— Start —
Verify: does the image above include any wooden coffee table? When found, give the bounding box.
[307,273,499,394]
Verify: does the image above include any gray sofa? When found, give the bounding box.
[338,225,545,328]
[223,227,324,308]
— End —
Copy everything from the line containing "Verify: does the image above include any gray" down to the end of the records, substituting "couch" for "sofa" and leaving the rest unchanged.

__THE RESULT__:
Verify: does the image above include any gray couch? When found, give the bounding box.
[338,225,545,328]
[223,227,324,308]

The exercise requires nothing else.